* Requirement *
Reproduce exactly, with no other output, every line of the data below from the line containing "Can you see the bathroom" to the end, inclusive.
══════
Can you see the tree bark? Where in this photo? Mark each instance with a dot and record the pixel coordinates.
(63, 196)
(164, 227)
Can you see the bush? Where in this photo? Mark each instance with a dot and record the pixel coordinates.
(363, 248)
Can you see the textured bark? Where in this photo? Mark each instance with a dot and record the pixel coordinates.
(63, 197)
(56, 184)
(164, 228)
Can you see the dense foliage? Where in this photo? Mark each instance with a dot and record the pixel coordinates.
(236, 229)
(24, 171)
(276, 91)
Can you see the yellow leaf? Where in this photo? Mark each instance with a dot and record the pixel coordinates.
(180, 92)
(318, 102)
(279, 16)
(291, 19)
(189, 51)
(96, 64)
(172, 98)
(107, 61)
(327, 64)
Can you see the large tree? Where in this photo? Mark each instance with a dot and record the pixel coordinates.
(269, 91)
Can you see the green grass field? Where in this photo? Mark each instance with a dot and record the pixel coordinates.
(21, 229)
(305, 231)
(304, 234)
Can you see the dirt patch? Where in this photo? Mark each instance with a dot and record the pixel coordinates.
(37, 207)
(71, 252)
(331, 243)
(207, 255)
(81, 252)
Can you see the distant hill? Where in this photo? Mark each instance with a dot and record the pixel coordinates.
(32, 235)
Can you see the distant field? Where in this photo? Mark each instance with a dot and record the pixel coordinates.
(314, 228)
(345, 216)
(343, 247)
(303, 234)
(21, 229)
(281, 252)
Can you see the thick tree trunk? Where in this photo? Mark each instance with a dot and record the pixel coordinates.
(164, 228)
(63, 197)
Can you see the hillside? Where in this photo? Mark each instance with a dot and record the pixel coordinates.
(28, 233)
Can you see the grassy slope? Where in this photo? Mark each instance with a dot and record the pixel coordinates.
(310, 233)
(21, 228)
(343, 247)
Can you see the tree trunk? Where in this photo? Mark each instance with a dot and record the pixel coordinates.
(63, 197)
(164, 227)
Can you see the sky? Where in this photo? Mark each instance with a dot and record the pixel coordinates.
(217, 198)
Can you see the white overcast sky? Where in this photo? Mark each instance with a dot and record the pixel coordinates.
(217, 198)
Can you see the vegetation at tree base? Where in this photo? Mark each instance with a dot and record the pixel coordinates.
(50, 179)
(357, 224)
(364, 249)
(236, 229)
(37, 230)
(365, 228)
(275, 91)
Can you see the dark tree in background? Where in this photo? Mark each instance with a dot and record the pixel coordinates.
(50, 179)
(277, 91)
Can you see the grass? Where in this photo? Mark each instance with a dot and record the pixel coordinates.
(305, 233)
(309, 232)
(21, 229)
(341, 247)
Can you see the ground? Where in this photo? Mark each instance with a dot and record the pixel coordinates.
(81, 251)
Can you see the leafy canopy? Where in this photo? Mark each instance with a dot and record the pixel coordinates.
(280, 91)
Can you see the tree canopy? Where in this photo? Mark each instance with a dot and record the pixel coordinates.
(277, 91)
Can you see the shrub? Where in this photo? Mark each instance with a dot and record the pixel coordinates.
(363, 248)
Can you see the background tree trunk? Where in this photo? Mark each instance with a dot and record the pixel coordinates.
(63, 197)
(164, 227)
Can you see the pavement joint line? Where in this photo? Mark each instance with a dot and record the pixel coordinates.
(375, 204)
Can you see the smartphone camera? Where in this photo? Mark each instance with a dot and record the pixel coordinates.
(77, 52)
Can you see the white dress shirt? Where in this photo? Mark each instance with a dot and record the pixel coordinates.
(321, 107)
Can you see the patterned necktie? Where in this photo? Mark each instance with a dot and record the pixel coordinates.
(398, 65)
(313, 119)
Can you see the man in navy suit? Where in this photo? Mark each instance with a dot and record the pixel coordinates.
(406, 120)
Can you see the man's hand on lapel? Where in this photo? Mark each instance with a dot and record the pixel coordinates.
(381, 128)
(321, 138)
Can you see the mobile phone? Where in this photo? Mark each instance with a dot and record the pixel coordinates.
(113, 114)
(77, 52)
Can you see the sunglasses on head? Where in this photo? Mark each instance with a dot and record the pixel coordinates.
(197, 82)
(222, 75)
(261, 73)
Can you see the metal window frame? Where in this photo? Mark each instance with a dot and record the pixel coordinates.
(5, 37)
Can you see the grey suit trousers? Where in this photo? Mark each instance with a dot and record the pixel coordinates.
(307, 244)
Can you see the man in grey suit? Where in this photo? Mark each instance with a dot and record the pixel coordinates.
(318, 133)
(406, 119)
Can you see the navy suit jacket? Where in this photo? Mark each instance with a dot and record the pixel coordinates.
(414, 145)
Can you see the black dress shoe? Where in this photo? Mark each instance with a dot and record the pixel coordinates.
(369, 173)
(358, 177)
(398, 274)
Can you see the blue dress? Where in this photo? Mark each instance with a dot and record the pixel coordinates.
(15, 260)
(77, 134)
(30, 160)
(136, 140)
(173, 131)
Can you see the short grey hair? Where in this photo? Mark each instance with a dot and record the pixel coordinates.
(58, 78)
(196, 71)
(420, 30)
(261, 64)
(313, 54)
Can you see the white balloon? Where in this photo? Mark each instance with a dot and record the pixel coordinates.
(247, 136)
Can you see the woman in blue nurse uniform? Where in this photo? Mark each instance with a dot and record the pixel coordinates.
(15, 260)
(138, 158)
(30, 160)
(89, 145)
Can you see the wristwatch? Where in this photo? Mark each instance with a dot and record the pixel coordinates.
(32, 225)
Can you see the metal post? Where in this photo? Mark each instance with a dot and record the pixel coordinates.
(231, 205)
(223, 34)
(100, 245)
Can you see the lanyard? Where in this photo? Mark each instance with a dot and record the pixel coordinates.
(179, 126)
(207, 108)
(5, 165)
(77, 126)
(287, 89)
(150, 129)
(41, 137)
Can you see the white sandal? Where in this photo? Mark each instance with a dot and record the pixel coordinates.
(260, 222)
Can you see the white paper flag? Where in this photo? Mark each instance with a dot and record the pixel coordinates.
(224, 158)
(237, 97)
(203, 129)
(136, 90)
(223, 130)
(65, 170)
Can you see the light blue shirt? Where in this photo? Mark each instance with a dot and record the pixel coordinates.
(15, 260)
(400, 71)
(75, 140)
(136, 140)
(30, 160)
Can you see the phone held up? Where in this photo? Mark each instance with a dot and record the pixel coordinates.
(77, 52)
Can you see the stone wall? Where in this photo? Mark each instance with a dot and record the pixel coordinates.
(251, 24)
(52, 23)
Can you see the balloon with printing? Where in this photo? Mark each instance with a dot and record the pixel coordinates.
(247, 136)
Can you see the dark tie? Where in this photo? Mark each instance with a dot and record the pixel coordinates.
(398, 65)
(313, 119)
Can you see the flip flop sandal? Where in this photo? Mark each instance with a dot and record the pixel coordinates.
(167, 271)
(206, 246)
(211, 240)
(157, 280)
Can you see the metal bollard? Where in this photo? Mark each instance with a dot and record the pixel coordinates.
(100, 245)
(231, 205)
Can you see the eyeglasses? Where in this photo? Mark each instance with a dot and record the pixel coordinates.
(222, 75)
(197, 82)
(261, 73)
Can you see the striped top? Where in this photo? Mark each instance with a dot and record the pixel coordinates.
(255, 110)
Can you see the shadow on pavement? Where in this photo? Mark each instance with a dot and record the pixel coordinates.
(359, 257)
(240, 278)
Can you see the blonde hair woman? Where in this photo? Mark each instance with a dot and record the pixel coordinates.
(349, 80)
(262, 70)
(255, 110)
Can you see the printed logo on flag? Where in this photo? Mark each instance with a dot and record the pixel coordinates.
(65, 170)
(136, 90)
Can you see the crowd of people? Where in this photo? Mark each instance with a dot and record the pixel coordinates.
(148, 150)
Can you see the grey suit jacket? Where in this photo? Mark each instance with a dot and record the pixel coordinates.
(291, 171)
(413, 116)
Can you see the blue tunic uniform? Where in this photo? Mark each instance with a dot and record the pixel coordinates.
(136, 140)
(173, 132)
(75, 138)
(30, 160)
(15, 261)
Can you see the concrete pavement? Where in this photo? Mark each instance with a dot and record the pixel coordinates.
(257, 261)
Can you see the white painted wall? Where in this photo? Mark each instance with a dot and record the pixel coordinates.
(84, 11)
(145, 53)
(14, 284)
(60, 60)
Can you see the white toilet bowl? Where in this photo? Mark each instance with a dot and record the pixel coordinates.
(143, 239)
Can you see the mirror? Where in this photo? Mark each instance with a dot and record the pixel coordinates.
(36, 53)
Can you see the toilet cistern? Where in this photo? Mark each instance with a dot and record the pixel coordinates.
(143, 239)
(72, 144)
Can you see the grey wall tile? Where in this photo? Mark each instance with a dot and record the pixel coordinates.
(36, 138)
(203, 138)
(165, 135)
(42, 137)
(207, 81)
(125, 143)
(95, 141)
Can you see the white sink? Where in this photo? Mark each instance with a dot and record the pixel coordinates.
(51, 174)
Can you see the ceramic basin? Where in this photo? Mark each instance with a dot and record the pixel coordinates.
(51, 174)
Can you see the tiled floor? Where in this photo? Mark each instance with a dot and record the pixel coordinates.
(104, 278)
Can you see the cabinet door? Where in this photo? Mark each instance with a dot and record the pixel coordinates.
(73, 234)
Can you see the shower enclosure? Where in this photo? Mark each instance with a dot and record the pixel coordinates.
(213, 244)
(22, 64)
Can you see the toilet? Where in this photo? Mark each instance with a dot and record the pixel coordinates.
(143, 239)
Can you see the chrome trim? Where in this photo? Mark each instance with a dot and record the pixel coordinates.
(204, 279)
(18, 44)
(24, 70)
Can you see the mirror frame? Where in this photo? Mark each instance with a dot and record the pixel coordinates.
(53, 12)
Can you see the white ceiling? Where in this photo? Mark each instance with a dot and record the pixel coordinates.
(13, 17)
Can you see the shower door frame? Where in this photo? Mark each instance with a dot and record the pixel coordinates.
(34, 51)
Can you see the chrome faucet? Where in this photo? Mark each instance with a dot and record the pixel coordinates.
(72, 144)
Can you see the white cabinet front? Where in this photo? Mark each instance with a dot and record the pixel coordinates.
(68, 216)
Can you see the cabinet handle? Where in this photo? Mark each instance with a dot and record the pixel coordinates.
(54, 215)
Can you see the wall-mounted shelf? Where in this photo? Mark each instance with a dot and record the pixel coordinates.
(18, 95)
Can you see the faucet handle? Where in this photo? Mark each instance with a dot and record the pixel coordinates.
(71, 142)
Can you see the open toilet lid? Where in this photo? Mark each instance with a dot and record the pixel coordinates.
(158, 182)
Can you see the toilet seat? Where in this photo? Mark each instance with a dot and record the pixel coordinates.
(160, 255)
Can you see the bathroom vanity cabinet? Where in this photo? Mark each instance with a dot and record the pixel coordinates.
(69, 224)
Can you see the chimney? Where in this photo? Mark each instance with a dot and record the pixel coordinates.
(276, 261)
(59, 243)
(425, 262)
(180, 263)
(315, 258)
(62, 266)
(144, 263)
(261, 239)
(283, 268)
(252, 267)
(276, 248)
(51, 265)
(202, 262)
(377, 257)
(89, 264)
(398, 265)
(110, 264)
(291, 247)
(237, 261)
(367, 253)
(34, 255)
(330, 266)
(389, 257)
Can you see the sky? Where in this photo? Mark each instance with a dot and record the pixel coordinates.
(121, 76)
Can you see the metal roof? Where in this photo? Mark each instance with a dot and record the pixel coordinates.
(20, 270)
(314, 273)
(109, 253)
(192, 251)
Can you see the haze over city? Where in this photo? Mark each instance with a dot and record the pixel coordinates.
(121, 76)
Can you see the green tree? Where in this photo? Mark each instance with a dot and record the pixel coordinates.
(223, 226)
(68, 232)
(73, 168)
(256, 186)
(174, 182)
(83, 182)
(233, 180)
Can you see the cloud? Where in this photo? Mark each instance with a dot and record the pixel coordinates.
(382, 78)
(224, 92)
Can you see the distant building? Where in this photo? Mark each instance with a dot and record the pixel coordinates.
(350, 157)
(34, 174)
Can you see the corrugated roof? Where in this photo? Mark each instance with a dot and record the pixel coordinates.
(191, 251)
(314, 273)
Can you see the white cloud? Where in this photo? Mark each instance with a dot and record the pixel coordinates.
══════
* Worked answer *
Can you see the bathroom vanity cabinet? Where in this photo? Mark each instance with a dot and record the pixel coordinates.
(69, 224)
Can you see the chimney? Where in this photo? Mark each instance with a dot and record the pixel coordinates.
(276, 261)
(59, 243)
(425, 262)
(180, 263)
(315, 258)
(62, 266)
(144, 263)
(261, 239)
(283, 268)
(252, 267)
(276, 248)
(51, 265)
(202, 262)
(377, 257)
(89, 264)
(398, 265)
(110, 264)
(291, 247)
(237, 261)
(367, 253)
(34, 255)
(330, 266)
(389, 257)
Can you see the sky? Where in this photo? Mark each instance with a dot and record the pixel coordinates.
(121, 76)
Can you see the metal roof? Where in this photo? Mark each instance with a dot and record the pixel coordinates.
(20, 270)
(314, 273)
(109, 253)
(192, 251)
Can you see the haze over city? Where in this photo? Mark each instance with a dot and record the pixel coordinates.
(121, 76)
Can you see the green tree? Where in this photo? Mark each instance with a dot and record the pixel coordinates.
(223, 226)
(68, 232)
(73, 168)
(256, 186)
(174, 182)
(83, 182)
(233, 180)
Can you see the cloud? Where in this photo? Mark each instance with a dot and record the pixel coordinates.
(382, 78)
(224, 92)
Can you see the distant building? Where in this photo? Mark each instance with a dot and record the pixel coordinates.
(350, 157)
(34, 174)
Can you see the corrugated roof? Where in this photo? Mark each instance with a dot and record the pixel coordinates.
(191, 251)
(314, 273)
Can you see the white cloud? Where in this photo? Mark each instance with a dot and record the pixel coordinates.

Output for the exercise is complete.